-- start --

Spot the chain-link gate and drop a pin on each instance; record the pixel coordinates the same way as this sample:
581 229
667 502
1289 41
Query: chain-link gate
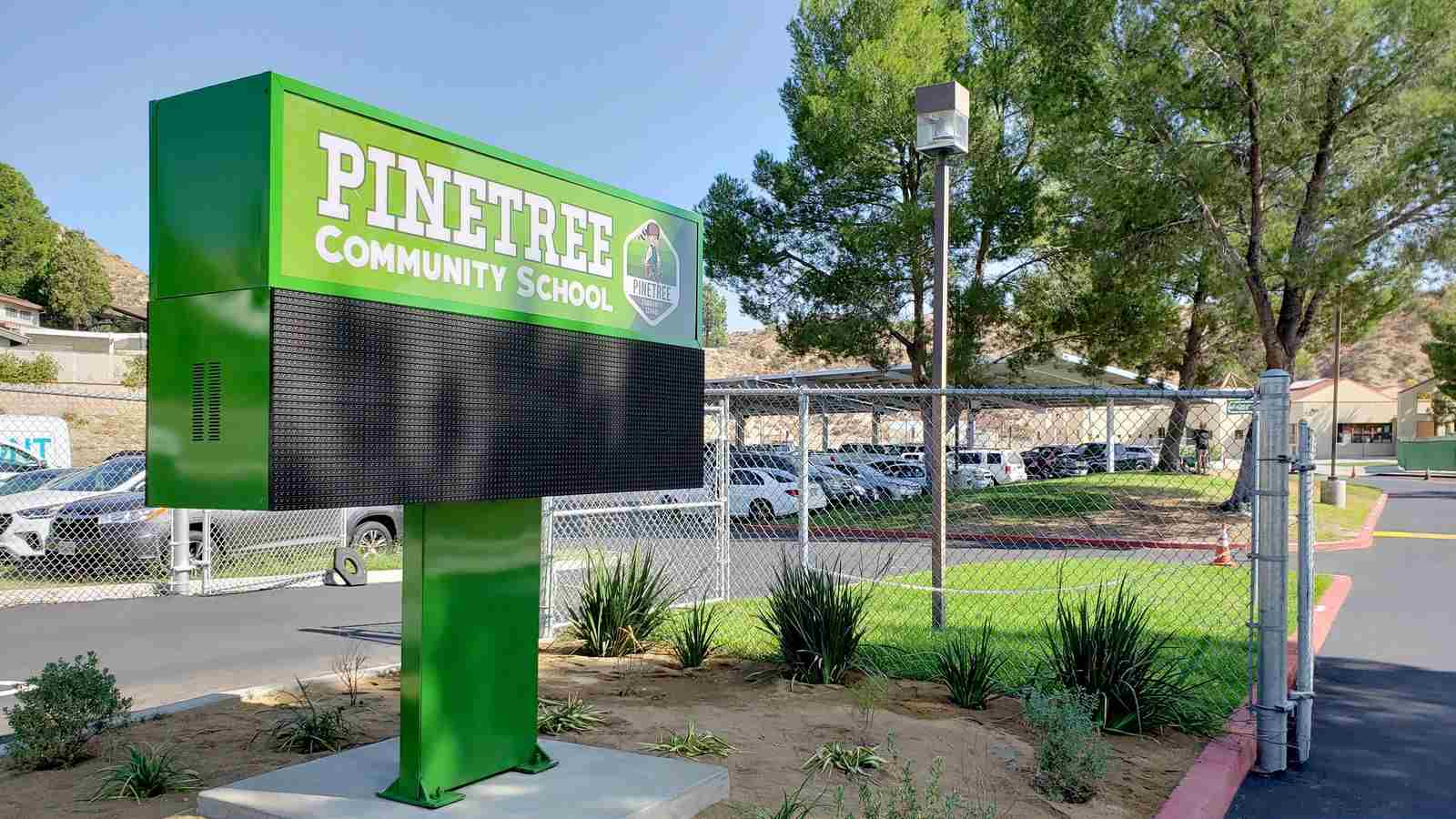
1050 494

-- end --

→ Problem to work on:
Could you rewrite the rows with "chain-link gate" swapped for "wooden gate" and everything else unchanged? Leave the pictures out.

→ Reply to the exercise:
Spot the wooden gate and drop a pin on each instance; record the pixel coordinates the same way as this sample:
581 229
667 502
1289 41
Query: wooden gate
1050 494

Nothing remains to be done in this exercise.